GIVEN INSTRUCTION:
Copy the data from its first line through the line holding "0,211,623,322", inclusive, and shift every coordinate in the answers up by 100. Leave all other lines unchanged, and leave out everything after that range.

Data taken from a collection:
----

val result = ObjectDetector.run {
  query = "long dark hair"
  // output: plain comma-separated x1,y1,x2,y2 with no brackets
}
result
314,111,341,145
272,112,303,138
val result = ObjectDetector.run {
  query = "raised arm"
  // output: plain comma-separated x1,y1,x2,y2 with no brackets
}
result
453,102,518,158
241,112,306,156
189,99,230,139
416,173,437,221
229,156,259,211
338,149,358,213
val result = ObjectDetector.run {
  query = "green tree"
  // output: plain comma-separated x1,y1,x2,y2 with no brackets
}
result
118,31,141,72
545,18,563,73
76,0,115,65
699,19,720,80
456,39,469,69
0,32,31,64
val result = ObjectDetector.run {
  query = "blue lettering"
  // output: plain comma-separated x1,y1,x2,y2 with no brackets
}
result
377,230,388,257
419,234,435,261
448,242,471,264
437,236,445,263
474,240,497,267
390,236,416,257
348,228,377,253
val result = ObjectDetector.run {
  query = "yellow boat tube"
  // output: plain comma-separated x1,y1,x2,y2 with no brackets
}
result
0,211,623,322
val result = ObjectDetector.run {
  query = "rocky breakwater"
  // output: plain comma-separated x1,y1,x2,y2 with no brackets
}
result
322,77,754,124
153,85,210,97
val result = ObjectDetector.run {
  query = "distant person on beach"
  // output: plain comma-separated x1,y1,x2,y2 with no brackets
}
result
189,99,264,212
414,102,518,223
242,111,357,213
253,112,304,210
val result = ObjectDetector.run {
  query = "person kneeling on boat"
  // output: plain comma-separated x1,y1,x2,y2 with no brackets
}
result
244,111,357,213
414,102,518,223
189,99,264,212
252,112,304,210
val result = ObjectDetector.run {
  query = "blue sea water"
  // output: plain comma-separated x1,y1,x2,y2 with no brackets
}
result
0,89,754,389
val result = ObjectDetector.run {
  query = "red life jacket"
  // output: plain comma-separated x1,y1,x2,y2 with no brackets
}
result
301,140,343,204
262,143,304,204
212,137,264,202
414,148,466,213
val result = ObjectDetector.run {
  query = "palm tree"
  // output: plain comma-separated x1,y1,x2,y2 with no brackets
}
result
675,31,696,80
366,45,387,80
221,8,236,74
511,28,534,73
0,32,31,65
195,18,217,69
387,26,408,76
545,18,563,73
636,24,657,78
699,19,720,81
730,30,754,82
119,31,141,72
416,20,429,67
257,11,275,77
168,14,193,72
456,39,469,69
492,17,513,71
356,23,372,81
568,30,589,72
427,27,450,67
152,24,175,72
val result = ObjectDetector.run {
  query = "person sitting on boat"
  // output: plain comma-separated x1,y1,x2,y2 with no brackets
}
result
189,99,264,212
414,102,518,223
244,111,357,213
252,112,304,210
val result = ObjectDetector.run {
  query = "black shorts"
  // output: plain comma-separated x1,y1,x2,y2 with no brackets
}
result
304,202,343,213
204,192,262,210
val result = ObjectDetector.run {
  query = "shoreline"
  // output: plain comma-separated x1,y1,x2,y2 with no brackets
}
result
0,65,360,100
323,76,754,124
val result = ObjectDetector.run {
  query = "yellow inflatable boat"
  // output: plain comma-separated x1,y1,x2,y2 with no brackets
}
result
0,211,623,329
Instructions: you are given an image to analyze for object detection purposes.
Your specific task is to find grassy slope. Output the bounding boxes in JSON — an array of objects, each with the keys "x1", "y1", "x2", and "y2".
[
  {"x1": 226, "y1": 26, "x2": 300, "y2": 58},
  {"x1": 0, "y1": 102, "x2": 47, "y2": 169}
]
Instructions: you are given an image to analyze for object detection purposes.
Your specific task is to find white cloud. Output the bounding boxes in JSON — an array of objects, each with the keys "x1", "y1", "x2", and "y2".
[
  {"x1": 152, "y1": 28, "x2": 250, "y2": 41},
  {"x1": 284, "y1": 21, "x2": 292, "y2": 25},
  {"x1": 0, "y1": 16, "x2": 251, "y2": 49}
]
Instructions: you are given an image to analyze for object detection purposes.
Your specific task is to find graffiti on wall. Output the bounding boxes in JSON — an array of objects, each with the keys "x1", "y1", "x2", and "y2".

----

RESULT BELOW:
val result = ObjectDetector.run {
  query = "long dark hair"
  // output: plain comma-separated x1,y1,x2,y2 with no brackets
}
result
414,211,441,245
372,212,403,238
val result = ObjectDetector.run {
  query = "raised arm"
  // output: plain comma-separated x1,y1,x2,y2 with no brackets
}
result
553,202,618,258
341,212,406,256
289,199,330,239
516,273,537,321
329,256,359,311
438,249,458,313
val result = ObjectDetector.run {
  query = "green tree"
  // output: plain comma-separated x1,y1,x2,y2 with no brackets
}
result
218,131,241,172
645,118,663,173
176,100,215,165
799,119,820,180
556,139,569,169
100,132,131,164
val result = ObjectDetector.run {
  query = "blue lettering"
  // output: plain comma-separated x1,y1,x2,y2 with no brackets
}
result
477,330,488,357
519,334,535,361
548,342,571,364
537,336,545,363
574,340,597,367
490,336,516,357
448,328,477,353
val result = ObjectDetector.run {
  query = "yellow boat tube"
  // output: plain comma-separated x1,y1,x2,y2 with no brackets
}
result
100,311,723,422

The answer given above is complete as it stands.